### Istruzioni:
(1) Riscrivi il passo dell'intervista che comincia con "Il CDO, in questa" e prosegue fino a "as a Service).", mettendo "perseveranza" al posto di "pazienza".
(2) Secondo l'intervista, da quale concetto a quale concetto devono passare i dati?
(3) Riprendi l'intervista dal punto in cui si ferma e portala avanti.

Come influisce l’utilizzo di tecnologie Big Data e Analytics nel processo decisionale bancario. Intervista a Valerio Cencig, Chief Data Officer del Gruppo

Trasformazione Digitale
La raccolta e analisi automatica dei dati sono la materia prima più preziosa di oggi e di domani. Dalla basilare conoscenza dei fatti, propria della business intelligence tradizionale, si passa alla comprensione del perché le cose accadono. Nascono così modelli capaci di ipotizzare i futuri comportamenti, da quelli dei consumatori a quelli dei mercati finanziari, e di formulare conseguenti proposte di valore. Come influisce l’utilizzo di tecnologie Big Data nel processo decisionale bancario? Quali sono i compiti del Chief Data Officer in relazione a Big Data e analytics? Quali sono gli step fondamentali nell’adozione di un programma Big Data? Lo abbiamo voluto scoprire intervistando Valerio Cencig, CDO di Intesa Sanpaolo.

intesa-sp-valerio-cencig.jpgIn quale modo è cambiato nel tempo il valore dei dati per un’organizzazione come Intesa Sanpaolo?
I dati hanno sempre rappresentato un asset importante per la Banca, ma la crescita recente dei volumi, della varietà e della velocità con cui si formano i dati, caratteristiche dell’era dei Big Data, hanno aperto l’opportunità di creare nuove forme di valore per i clienti e per la banca, sia in termini di business che in termini regolamentari e di processi interni. Come descritto anche in letteratura, i dati sono il nuovo petrolio del XXI secolo, una nuova asset class. 

Cosa significa per Intesa Sanpaolo perseguire l’obiettivo di diventare una data company?
Il modello di business attuale del sistema finanziario, almeno europeo (con eccezioni), è ancora fortemente organizzato intorno ai processi o prodotti. Diventare Data Company significa usare i dati come materia prima in tutti i processi decisionali e conoscitivi, modificando l’articolazione stessa dell’organizzazione e dei processi. Significa riconoscere il valore potenziale contenuto nei dati e farne un ingrediente fondamentale nel progettare prodotti, servizi e processi. 

Quali sono le responsabilità del CDO in questo percorso di trasformazione?
Il CDO, in questa fase, ha soprattutto il compito di sviluppare e diffondere una nuova visione dei dati, creando cultura, interesse, sensibilità all’interno dell’azienda. E’ un compito difficile, come sempre all’inizio di un grande cambiamento, ma determinante per creare le condizioni di una trasformazione. Occorrono pazienza, capacità relazionali e soprattutto investimenti in formazione e in generale attenzione ai processi di change management. Il nuovo approccio deve prevedere soprattutto il superamento del “modello a silos” informativo che ha caratterizzato il passato: i dati sempre più devono diventare una risorsa condivisa, passando dal concetto di Possesso a quello di Accesso (Data as a Service).

### Dati forniti:

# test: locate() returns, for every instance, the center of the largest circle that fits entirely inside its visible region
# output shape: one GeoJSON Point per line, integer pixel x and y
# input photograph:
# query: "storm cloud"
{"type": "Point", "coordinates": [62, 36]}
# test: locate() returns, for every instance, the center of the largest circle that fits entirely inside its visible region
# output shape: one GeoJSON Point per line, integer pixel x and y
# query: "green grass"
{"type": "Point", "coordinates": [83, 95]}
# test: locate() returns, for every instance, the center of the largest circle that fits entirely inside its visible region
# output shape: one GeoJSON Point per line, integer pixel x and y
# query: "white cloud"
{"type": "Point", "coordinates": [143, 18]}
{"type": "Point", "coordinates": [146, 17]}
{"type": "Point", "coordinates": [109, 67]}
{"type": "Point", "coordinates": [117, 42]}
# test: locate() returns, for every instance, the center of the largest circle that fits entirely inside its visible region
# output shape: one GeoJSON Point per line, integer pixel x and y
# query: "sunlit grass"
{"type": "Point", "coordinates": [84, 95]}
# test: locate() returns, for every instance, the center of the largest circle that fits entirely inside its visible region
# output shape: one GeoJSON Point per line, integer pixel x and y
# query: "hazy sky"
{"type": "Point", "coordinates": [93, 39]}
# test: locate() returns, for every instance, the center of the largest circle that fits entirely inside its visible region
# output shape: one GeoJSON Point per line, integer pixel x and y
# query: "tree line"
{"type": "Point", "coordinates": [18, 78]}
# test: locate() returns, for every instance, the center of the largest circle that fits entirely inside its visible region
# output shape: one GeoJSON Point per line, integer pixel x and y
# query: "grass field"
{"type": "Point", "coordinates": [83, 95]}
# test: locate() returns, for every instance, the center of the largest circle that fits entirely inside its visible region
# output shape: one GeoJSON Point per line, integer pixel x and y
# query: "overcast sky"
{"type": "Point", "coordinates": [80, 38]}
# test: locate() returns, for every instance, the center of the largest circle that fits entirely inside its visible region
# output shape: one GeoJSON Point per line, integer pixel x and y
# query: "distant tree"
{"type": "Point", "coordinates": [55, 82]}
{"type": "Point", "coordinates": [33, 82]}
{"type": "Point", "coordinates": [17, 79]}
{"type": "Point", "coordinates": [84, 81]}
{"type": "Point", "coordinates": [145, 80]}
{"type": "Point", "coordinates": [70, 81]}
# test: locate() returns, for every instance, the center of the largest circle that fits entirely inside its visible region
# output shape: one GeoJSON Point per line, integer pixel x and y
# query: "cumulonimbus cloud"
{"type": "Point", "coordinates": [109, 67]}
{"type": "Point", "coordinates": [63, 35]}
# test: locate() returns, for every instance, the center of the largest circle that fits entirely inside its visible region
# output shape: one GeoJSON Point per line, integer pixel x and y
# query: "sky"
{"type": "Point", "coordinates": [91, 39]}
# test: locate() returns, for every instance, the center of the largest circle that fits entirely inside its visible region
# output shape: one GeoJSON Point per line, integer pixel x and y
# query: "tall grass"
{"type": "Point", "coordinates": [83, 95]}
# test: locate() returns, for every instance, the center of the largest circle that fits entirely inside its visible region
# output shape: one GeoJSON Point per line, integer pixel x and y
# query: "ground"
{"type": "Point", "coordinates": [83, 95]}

### Risultati per compito:
(1)
Il CDO, in questa fase, ha soprattutto il compito di sviluppare e diffondere una nuova visione dei dati, creando cultura, interesse, sensibilità all’interno dell’azienda. E’ un compito difficile, come sempre all’inizio di un grande cambiamento, ma determinante per creare le condizioni di una trasformazione. Occorrono perseveranza, capacità relazionali e soprattutto investimenti in formazione e in generale attenzione ai processi di change management. Il nuovo approccio deve prevedere soprattutto il superamento del “modello a silos” informativo che ha caratterizzato il passato: i dati sempre più devono diventare una risorsa condivisa, passando dal concetto di Possesso a quello di Accesso (Data as a Service).

(2) Dal concetto di Possesso a quello di Accesso (Data as a Service).

(3)
La logica che sottende il Big Data rappresenta un momento  di discontinuità rispetto al passato o è soltanto una delle tante evoluzioni avvenute nella capacità di gestione del dato?
Anche se ogni cambiamento, sotto certi punti di vista, avviene sempre con una certa gradualità, i Big Data rappresentano oggi una importante discontinuità, perché oltre a una certa massa critica, i dati permettono non solo di capire più cose, ma di vedere i fenomeni in modo migliore, diverso, nuovo. Questo era impossibile fino a pochi anni fa, sia per la mancanza di dati che per l’assenza di una tecnologia in grado di gestirne i volumi e quindi, da questo punto di vista, i Big Data sono un fenomeno disruptive e discontinuo rispetto al passato. 

Quali sono le competenze complessive necessarie per definire un nuovo modello di valorizzazione del dato finalizzato a un miglioramento del processo decisionale?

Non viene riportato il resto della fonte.